## WHAT NEEDS TO BE DONE
Exclude all pictures, then restate the entries below word for word.

EXERCISE INPUTS: Begin

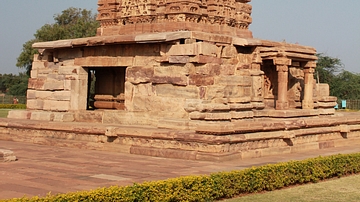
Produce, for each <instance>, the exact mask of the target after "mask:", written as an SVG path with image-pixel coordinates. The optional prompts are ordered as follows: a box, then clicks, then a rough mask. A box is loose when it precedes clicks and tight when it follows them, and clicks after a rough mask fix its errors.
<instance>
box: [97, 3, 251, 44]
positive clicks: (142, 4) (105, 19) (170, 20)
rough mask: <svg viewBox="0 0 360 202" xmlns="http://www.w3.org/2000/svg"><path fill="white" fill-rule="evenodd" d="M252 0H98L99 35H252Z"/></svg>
mask: <svg viewBox="0 0 360 202" xmlns="http://www.w3.org/2000/svg"><path fill="white" fill-rule="evenodd" d="M249 2H250V0H192V1H189V0H161V1H160V0H136V1H134V0H99V2H98V6H99V8H98V11H99V15H98V18H97V19H98V20H99V21H100V23H101V27H100V28H99V30H98V36H108V35H118V34H120V35H125V34H126V35H128V34H140V33H141V34H144V33H158V32H173V31H204V32H208V33H215V34H227V35H232V36H238V37H244V38H252V33H251V31H249V25H250V24H251V22H252V19H251V11H252V6H251V5H250V4H248V3H249Z"/></svg>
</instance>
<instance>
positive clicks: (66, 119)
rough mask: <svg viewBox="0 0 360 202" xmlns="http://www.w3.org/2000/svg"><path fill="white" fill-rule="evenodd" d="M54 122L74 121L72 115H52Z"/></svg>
mask: <svg viewBox="0 0 360 202" xmlns="http://www.w3.org/2000/svg"><path fill="white" fill-rule="evenodd" d="M54 121H58V122H73V121H75V115H74V114H73V113H61V112H58V113H54Z"/></svg>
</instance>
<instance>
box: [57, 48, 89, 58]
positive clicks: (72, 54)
mask: <svg viewBox="0 0 360 202" xmlns="http://www.w3.org/2000/svg"><path fill="white" fill-rule="evenodd" d="M57 56H58V58H59V60H67V59H74V58H81V57H82V56H83V51H82V50H81V49H80V48H67V49H62V50H59V51H58V55H57Z"/></svg>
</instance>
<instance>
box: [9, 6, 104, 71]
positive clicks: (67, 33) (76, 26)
mask: <svg viewBox="0 0 360 202" xmlns="http://www.w3.org/2000/svg"><path fill="white" fill-rule="evenodd" d="M54 21H55V23H53V24H45V25H43V26H42V27H41V28H40V29H38V30H37V31H36V33H35V34H34V37H35V39H31V40H29V41H27V42H26V43H24V44H23V49H22V52H21V53H20V55H19V57H18V58H17V63H16V66H17V67H19V68H24V69H26V72H27V74H28V75H29V74H30V71H31V67H32V62H33V57H34V54H36V53H37V51H36V50H34V49H33V48H32V45H33V44H34V43H35V42H44V41H55V40H61V39H72V38H82V37H90V36H95V35H96V29H97V28H98V27H99V23H98V22H97V21H96V14H93V13H92V12H91V11H88V10H86V9H81V8H73V7H70V8H68V9H66V10H64V11H62V12H61V13H60V14H55V15H54Z"/></svg>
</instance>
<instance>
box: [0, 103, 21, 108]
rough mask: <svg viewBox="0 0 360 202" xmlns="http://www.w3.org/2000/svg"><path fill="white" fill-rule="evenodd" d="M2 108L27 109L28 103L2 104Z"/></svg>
mask: <svg viewBox="0 0 360 202" xmlns="http://www.w3.org/2000/svg"><path fill="white" fill-rule="evenodd" d="M0 109H26V104H0Z"/></svg>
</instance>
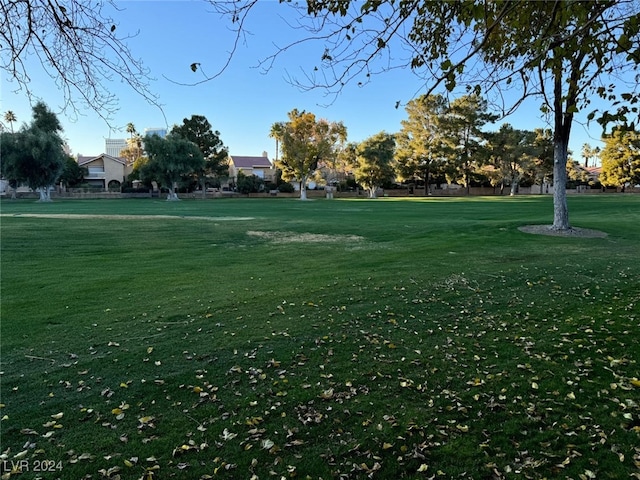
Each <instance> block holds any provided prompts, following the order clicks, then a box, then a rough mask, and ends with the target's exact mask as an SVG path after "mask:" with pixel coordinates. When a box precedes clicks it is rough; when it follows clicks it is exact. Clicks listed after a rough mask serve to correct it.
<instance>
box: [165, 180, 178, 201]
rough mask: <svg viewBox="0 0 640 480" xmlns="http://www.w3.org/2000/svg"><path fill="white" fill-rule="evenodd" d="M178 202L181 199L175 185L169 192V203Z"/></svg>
mask: <svg viewBox="0 0 640 480" xmlns="http://www.w3.org/2000/svg"><path fill="white" fill-rule="evenodd" d="M178 200H180V199H179V198H178V194H177V193H176V185H175V183H174V184H173V187H171V189H170V190H169V194H168V195H167V201H168V202H177V201H178Z"/></svg>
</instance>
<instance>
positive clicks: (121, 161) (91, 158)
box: [78, 153, 127, 165]
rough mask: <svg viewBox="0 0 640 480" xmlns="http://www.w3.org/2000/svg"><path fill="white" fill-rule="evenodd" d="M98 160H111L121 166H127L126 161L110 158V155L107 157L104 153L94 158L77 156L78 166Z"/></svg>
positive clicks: (79, 155)
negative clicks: (121, 164) (98, 159)
mask: <svg viewBox="0 0 640 480" xmlns="http://www.w3.org/2000/svg"><path fill="white" fill-rule="evenodd" d="M99 158H102V159H103V160H111V161H113V162H117V163H121V164H123V165H126V164H127V161H126V160H125V159H124V158H120V157H112V156H111V155H107V154H106V153H101V154H100V155H96V156H94V157H85V156H82V155H78V165H85V164H87V163H91V162H93V161H94V160H98V159H99Z"/></svg>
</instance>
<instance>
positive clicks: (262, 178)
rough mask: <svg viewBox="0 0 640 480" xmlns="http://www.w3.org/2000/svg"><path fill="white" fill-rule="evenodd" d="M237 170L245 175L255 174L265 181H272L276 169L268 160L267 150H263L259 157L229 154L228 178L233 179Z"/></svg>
mask: <svg viewBox="0 0 640 480" xmlns="http://www.w3.org/2000/svg"><path fill="white" fill-rule="evenodd" d="M239 172H242V173H243V174H245V175H247V176H249V175H255V176H257V177H259V178H261V179H263V180H264V181H265V182H272V181H274V180H275V175H276V170H275V168H274V166H273V164H272V163H271V161H270V160H269V157H268V155H267V152H263V154H262V156H261V157H241V156H236V155H231V156H229V179H231V180H232V181H235V179H236V178H237V177H238V173H239Z"/></svg>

EXERCISE INPUTS: End

## EXERCISE SOLUTION
Produce, for each <instance>, the exact mask of the target after "mask:", written as an SVG path with image-pixel coordinates. The optional prompts are ordered as follows: a box, then clicks, then a rough mask. A box is loose when it precedes clicks and tight when it follows them, and clicks after a rough mask fix its errors.
<instance>
box: [97, 3, 251, 44]
positive clicks: (142, 4) (105, 19) (170, 20)
rough mask: <svg viewBox="0 0 360 202" xmlns="http://www.w3.org/2000/svg"><path fill="white" fill-rule="evenodd" d="M252 0H98L99 35H252Z"/></svg>
mask: <svg viewBox="0 0 360 202" xmlns="http://www.w3.org/2000/svg"><path fill="white" fill-rule="evenodd" d="M249 2H250V0H192V1H189V0H161V1H160V0H136V1H134V0H99V2H98V6H99V8H98V11H99V15H98V18H97V19H98V20H99V21H100V23H101V27H100V28H99V30H98V36H108V35H118V34H120V35H125V34H126V35H128V34H140V33H141V34H144V33H158V32H173V31H204V32H208V33H215V34H227V35H232V36H238V37H244V38H252V33H251V31H249V25H250V24H251V22H252V19H251V11H252V6H251V5H250V4H248V3H249Z"/></svg>
</instance>
<instance>
positive clicks: (66, 119)
rough mask: <svg viewBox="0 0 360 202" xmlns="http://www.w3.org/2000/svg"><path fill="white" fill-rule="evenodd" d="M54 122L74 121L72 115H52Z"/></svg>
mask: <svg viewBox="0 0 360 202" xmlns="http://www.w3.org/2000/svg"><path fill="white" fill-rule="evenodd" d="M54 121H58V122H73V121H75V115H74V114H73V113H61V112H58V113H54Z"/></svg>
</instance>
<instance>
box: [57, 48, 89, 58]
positive clicks: (72, 54)
mask: <svg viewBox="0 0 360 202" xmlns="http://www.w3.org/2000/svg"><path fill="white" fill-rule="evenodd" d="M57 56H58V58H59V60H67V59H74V58H81V57H82V56H83V51H82V50H81V49H80V48H67V49H62V50H59V51H58V55H57Z"/></svg>
</instance>
<instance>
box: [9, 6, 104, 71]
positive clicks: (67, 33) (76, 26)
mask: <svg viewBox="0 0 360 202" xmlns="http://www.w3.org/2000/svg"><path fill="white" fill-rule="evenodd" d="M54 21H55V23H53V24H45V25H43V26H42V27H41V28H40V29H38V30H37V31H36V33H35V34H34V37H35V39H31V40H29V41H27V42H26V43H24V44H23V49H22V52H21V53H20V55H19V57H18V58H17V63H16V66H17V67H19V68H24V69H26V72H27V74H28V75H29V74H30V71H31V67H32V62H33V57H34V54H36V53H37V51H36V50H34V49H33V48H32V45H33V44H34V43H35V42H44V41H55V40H61V39H72V38H82V37H90V36H95V35H96V29H97V28H98V27H99V23H98V22H97V21H96V14H93V13H92V12H91V11H88V10H86V9H81V8H73V7H70V8H68V9H66V10H64V11H62V12H61V13H60V14H55V15H54Z"/></svg>
</instance>
<instance>
box: [0, 103, 21, 108]
rough mask: <svg viewBox="0 0 360 202" xmlns="http://www.w3.org/2000/svg"><path fill="white" fill-rule="evenodd" d="M2 108L27 109L28 103L2 104Z"/></svg>
mask: <svg viewBox="0 0 360 202" xmlns="http://www.w3.org/2000/svg"><path fill="white" fill-rule="evenodd" d="M0 109H26V104H0Z"/></svg>
</instance>
Each <instance> block holds any provided prompts, following the order clicks, then a box, then a rough mask, and ends with the target's exact mask as an SVG path after "mask:" with pixel coordinates. When a box precedes clicks it is rough; when it follows clicks it is exact. Clicks listed after a rough mask serve to correct it.
<instance>
box: [165, 180, 178, 201]
rough mask: <svg viewBox="0 0 640 480" xmlns="http://www.w3.org/2000/svg"><path fill="white" fill-rule="evenodd" d="M178 202L181 199L175 185L169 192V203Z"/></svg>
mask: <svg viewBox="0 0 640 480" xmlns="http://www.w3.org/2000/svg"><path fill="white" fill-rule="evenodd" d="M178 200H180V199H179V198H178V194H177V193H176V185H175V183H174V184H173V187H171V189H170V190H169V194H168V195H167V201H168V202H177V201H178Z"/></svg>
</instance>
<instance>
positive clicks: (121, 161) (91, 158)
box: [78, 153, 127, 165]
rough mask: <svg viewBox="0 0 640 480" xmlns="http://www.w3.org/2000/svg"><path fill="white" fill-rule="evenodd" d="M98 160H111L121 166H127L126 161L110 158V155L107 157L104 153L94 158L77 156L78 166Z"/></svg>
positive clicks: (79, 155)
negative clicks: (121, 164) (98, 159)
mask: <svg viewBox="0 0 640 480" xmlns="http://www.w3.org/2000/svg"><path fill="white" fill-rule="evenodd" d="M99 158H102V159H103V160H111V161H113V162H117V163H121V164H123V165H126V164H127V161H126V160H125V159H124V158H120V157H112V156H111V155H107V154H106V153H101V154H100V155H96V156H94V157H85V156H82V155H78V165H85V164H87V163H91V162H93V161H94V160H98V159H99Z"/></svg>
</instance>
<instance>
positive clicks: (262, 178)
rough mask: <svg viewBox="0 0 640 480" xmlns="http://www.w3.org/2000/svg"><path fill="white" fill-rule="evenodd" d="M237 170L245 175L255 174L265 181H272L276 169L268 160L267 150H263L259 157L229 154L228 178L233 179Z"/></svg>
mask: <svg viewBox="0 0 640 480" xmlns="http://www.w3.org/2000/svg"><path fill="white" fill-rule="evenodd" d="M239 172H242V173H243V174H245V175H247V176H249V175H255V176H257V177H259V178H261V179H263V180H264V181H265V182H272V181H274V180H275V175H276V170H275V168H274V166H273V164H272V163H271V161H270V160H269V157H268V155H267V152H263V154H262V156H261V157H241V156H236V155H231V156H229V179H231V180H232V181H235V179H236V178H237V177H238V173H239Z"/></svg>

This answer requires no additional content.